Problem statement
Return every line of the entries below that contains the word "black".

Available data
......

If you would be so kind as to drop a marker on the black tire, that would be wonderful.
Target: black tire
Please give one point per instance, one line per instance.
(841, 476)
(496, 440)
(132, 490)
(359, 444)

......

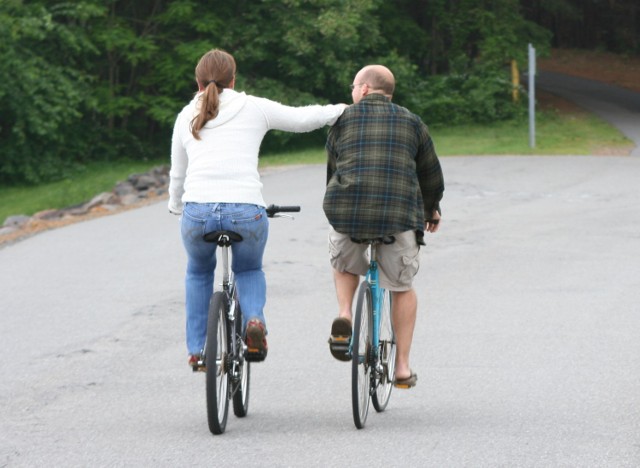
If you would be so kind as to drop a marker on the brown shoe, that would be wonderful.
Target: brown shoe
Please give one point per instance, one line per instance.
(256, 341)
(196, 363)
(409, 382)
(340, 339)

......

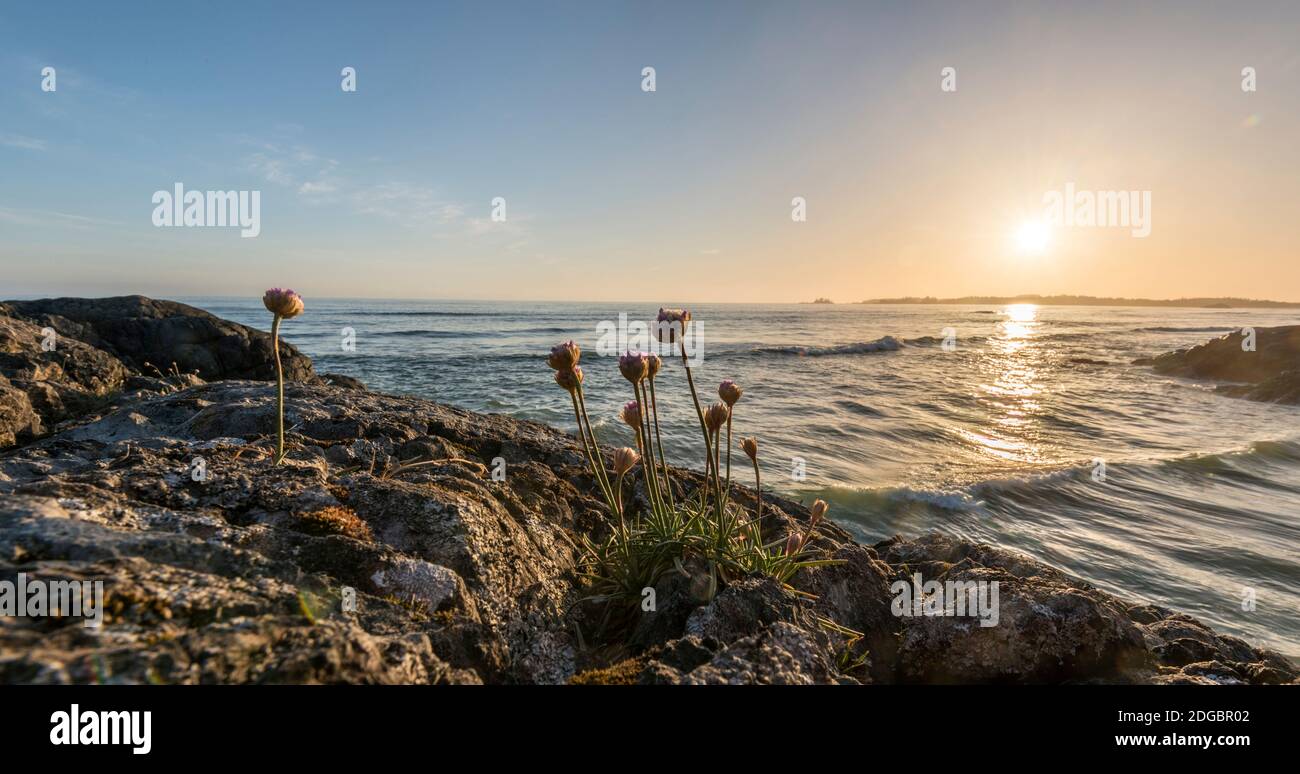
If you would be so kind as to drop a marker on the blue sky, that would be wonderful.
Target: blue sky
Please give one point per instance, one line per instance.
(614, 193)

......

Written response
If you would be so kind as to drop a marker on the black tire, that would be wonderful.
Target: black tire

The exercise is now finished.